Extrait fourni ->
+ + +

CFCM, la réforme chimérique

Par Amara Bamba

Rédigé par | Jeudi 7 Juin 2012 à 00:00

           


Ils veulent réformer leur CFCM (Conseil français du culte musulman). De quoi pouffer de rire ! Car, avec le temps, ce Conseil chargé du culte musulman en France apparaît comme un rejeton de la médiacratie sarkozyste. Indolents ou incapables, ses dirigeants pataugent dans la choucroute depuis huit ans. Maintenant, ils nous croient crétins : ils parlent de réformer le CFCM.

Réformer est un mot qui convient à ceux qui savent entreprendre et innover. Dans la bouche des engourdis du CFCM, ce mot est une chimère. Ceux qui ont scindé la FNMF (Fédération nationale des musulmans de France) pour lancer le RMF (Rassemblement des musulmans de France) sont incapables de réformer. Autrement, c'est la FNMF qu'ils auraient réformée. Ils l'ont abandonnée pour créer une fédération sans âme ni atout autre que la marocanité qui caractérise ses dirigeants. Avec ce machin électoral made in Rabat, ils ont capturé le CFCM à Paris. Et, soyons honnêtes, le RMF n'a aucune raison de laisser sa place à ses concurrents.

Ceux qui dirigent l'UOIF (Union des organisations islamiques de France) ignorent ce qu'est une réforme. S'ils pouvaient réformer, ils auraient commencé par l'UOIF. Ils ont choisi le sarkozysme pour embrumer leur réputation de Frères musulmans. Et quand la banlieue brûlait en 2005, ils se sont aliénés dans une fatwa inique au secours de Mufti Sarkozy. Certes, par le CFCM, l'UOIF a chèrement payé son OPA sur l'islam de France. Et elle serait bête de gaspiller ses gains.

La Grande Mosquée de Paris fut, autrefois, notre fierté comme porte-parole de tous les musulmans de France. Nous nous tournions vers elle, elle se tournait vers Alger, ses salons. « L'islam des banlieues, l'islam des excités », expliquera Salim Boubakeur. En deux mandats successifs, il présida le CFCM. S'il savait réformer comme il sait parler aux journalistes, il aurait réformé le CFCM. La GMP souffre désormais du « syndrome du deuxième de la classe ». Le deuxième de la classe aime que le premier soit malade pour devenir premier à sa place. Reconquérir son prestige est une psychose de la GMP. Et au vu de ses atouts, elle a de bonnes raisons de se battre.

+ + +

Enregistrements extraits ->
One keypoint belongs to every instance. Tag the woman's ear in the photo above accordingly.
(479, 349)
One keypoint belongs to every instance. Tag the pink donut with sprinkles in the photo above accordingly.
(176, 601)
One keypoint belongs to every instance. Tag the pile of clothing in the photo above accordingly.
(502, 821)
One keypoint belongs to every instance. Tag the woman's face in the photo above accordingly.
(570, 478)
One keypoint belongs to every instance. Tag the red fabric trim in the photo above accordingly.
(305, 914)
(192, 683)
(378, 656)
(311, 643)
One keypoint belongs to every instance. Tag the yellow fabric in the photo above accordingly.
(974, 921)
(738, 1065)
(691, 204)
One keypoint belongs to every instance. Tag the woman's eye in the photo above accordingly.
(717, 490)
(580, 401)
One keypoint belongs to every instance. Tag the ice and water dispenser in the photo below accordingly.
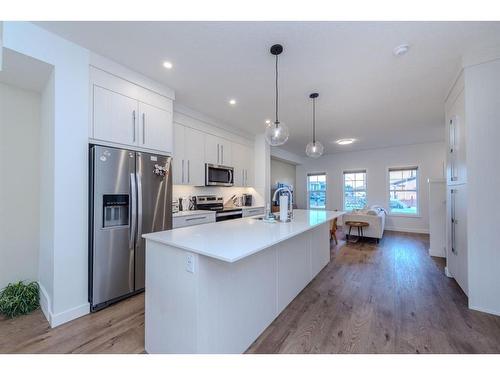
(115, 210)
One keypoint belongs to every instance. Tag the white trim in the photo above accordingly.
(326, 189)
(45, 302)
(355, 170)
(388, 191)
(66, 316)
(484, 310)
(62, 317)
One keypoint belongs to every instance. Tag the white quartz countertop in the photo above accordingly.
(192, 212)
(233, 240)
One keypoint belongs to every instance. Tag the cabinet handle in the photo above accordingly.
(182, 170)
(133, 125)
(196, 218)
(143, 128)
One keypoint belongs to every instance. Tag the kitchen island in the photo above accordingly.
(214, 288)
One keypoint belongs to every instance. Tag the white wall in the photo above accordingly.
(66, 177)
(19, 189)
(428, 157)
(482, 101)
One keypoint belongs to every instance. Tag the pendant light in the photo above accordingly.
(276, 133)
(314, 149)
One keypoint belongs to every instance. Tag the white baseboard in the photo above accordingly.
(447, 272)
(45, 304)
(408, 230)
(487, 311)
(66, 316)
(62, 317)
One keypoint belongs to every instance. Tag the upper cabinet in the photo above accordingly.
(456, 171)
(218, 150)
(243, 162)
(129, 115)
(189, 156)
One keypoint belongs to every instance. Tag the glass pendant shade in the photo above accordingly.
(314, 149)
(277, 134)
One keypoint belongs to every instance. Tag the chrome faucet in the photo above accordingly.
(290, 202)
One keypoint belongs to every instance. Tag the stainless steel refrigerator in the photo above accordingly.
(130, 194)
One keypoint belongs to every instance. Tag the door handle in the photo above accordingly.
(133, 125)
(139, 208)
(133, 210)
(143, 128)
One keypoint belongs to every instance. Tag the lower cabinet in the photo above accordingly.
(456, 228)
(194, 219)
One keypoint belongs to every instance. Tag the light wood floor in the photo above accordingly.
(385, 298)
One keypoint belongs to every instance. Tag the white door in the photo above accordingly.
(457, 262)
(194, 145)
(155, 131)
(179, 152)
(114, 117)
(456, 157)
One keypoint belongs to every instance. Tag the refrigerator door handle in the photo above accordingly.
(133, 211)
(139, 208)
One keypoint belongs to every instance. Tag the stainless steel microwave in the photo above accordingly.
(218, 175)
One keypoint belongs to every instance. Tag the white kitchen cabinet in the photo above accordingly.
(243, 165)
(189, 156)
(155, 131)
(114, 117)
(195, 219)
(457, 252)
(128, 115)
(456, 172)
(218, 150)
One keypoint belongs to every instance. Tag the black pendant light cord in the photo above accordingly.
(277, 120)
(314, 121)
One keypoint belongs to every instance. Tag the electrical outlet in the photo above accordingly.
(190, 263)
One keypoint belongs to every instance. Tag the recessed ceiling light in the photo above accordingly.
(346, 141)
(401, 49)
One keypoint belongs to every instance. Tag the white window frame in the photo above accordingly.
(388, 191)
(307, 190)
(358, 170)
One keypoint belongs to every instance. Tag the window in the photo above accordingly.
(403, 191)
(316, 191)
(354, 190)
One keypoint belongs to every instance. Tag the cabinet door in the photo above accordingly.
(155, 131)
(179, 151)
(225, 152)
(457, 251)
(212, 149)
(114, 117)
(194, 142)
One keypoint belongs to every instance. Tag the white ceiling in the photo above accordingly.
(365, 91)
(23, 71)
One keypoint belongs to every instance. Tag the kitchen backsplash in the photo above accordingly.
(226, 192)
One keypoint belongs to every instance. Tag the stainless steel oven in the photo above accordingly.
(218, 175)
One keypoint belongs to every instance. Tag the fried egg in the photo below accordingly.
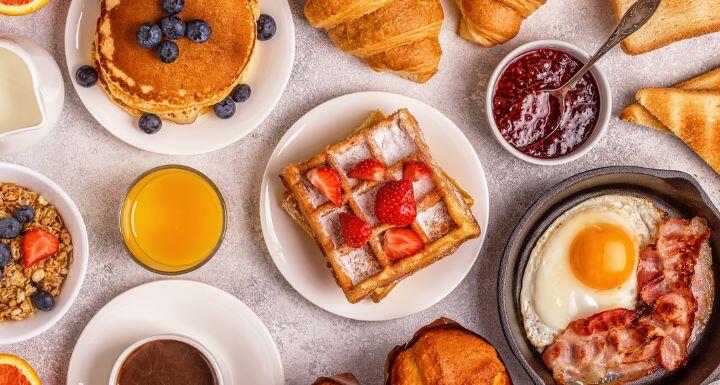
(585, 263)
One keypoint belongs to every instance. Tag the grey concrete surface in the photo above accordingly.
(94, 168)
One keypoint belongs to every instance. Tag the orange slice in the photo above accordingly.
(20, 7)
(15, 371)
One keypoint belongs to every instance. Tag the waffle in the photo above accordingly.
(444, 220)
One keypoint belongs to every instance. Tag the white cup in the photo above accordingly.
(175, 337)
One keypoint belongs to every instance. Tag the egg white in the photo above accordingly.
(551, 295)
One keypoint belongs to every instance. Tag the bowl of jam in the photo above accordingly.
(166, 359)
(534, 126)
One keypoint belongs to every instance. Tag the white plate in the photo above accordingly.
(233, 334)
(300, 260)
(268, 76)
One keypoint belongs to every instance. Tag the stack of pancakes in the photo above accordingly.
(204, 73)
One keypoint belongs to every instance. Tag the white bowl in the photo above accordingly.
(605, 102)
(16, 331)
(176, 337)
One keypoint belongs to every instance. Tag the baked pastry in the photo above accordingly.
(399, 36)
(444, 352)
(340, 379)
(638, 114)
(203, 74)
(693, 116)
(408, 223)
(492, 22)
(674, 20)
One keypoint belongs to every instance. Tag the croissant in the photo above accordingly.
(492, 22)
(398, 36)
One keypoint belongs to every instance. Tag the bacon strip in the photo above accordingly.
(622, 345)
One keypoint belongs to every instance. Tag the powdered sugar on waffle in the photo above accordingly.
(435, 221)
(317, 198)
(394, 143)
(331, 224)
(422, 188)
(366, 201)
(359, 264)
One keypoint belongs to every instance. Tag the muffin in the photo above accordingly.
(443, 353)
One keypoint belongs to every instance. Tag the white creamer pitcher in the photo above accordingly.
(31, 93)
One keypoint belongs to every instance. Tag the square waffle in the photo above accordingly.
(444, 220)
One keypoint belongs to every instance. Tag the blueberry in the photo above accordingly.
(5, 255)
(149, 35)
(173, 28)
(241, 93)
(173, 6)
(86, 76)
(150, 123)
(9, 228)
(266, 27)
(25, 214)
(225, 109)
(167, 51)
(43, 300)
(198, 31)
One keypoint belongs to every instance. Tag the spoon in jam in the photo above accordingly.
(636, 16)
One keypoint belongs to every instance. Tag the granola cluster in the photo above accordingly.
(19, 283)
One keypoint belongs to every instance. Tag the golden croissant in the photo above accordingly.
(492, 22)
(398, 36)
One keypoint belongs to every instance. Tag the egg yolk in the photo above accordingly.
(602, 256)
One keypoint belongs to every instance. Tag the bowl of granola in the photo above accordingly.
(43, 253)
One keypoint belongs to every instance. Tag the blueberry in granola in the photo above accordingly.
(9, 228)
(43, 300)
(25, 214)
(5, 255)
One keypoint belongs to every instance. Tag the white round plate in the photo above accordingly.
(268, 76)
(298, 257)
(234, 335)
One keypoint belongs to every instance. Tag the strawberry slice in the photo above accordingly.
(415, 171)
(395, 203)
(37, 245)
(327, 181)
(401, 243)
(355, 231)
(368, 169)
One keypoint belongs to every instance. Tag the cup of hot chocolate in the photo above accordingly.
(166, 359)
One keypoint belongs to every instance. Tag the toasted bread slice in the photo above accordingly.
(638, 114)
(693, 116)
(673, 21)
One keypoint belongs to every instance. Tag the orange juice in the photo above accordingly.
(172, 219)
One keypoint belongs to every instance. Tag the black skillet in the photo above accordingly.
(675, 192)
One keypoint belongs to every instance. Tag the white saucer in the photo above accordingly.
(268, 76)
(298, 257)
(234, 335)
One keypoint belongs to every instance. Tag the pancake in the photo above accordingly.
(204, 73)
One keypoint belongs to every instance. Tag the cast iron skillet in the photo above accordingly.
(675, 192)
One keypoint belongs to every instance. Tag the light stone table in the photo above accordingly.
(95, 168)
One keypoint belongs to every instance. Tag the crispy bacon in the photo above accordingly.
(622, 345)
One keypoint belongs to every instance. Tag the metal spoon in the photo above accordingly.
(635, 17)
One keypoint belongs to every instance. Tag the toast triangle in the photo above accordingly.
(693, 116)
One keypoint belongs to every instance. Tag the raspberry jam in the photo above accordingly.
(531, 120)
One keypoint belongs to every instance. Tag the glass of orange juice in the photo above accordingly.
(172, 219)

+ + +

Travail demandé ->
1/ D'après l'extrait sur la réforme du CFCM, pourquoi les dirigeants de l'UOIF ignoreraient-ils ce qu'est une réforme ? Répondez en une à trois phrases.
2/ Reproduisez à l'identique tout ce qui va de la ligne des enregistrements contenant « One keypoint belongs to every instance. Tag the toasted » jusqu'à la fin des enregistrements, cette ligne et la dernière comprises.

Réponses par consigne ->
1/ S'ils savaient réformer, ils auraient commencé par réformer l'UOIF elle-même.

2/
One keypoint belongs to every instance. Tag the toasted bread slice in the photo above accordingly.
(638, 114)
(693, 116)
(673, 21)
One keypoint belongs to every instance. Tag the orange juice in the photo above accordingly.
(172, 219)
One keypoint belongs to every instance. Tag the black skillet in the photo above accordingly.
(675, 192)
One keypoint belongs to every instance. Tag the white saucer in the photo above accordingly.
(268, 76)
(298, 257)
(234, 335)
One keypoint belongs to every instance. Tag the pancake in the photo above accordingly.
(204, 73)
One keypoint belongs to every instance. Tag the cast iron skillet in the photo above accordingly.
(675, 192)
One keypoint belongs to every instance. Tag the light stone table in the photo above accordingly.
(95, 168)
One keypoint belongs to every instance. Tag the crispy bacon in the photo above accordingly.
(622, 345)
One keypoint belongs to every instance. Tag the metal spoon in the photo above accordingly.
(635, 17)
One keypoint belongs to every instance. Tag the toast triangle in the photo above accordingly.
(693, 116)
One keypoint belongs to every instance. Tag the raspberry jam in the photo above accordingly.
(531, 120)
One keypoint belongs to every instance. Tag the glass of orange juice in the photo above accordingly.
(172, 219)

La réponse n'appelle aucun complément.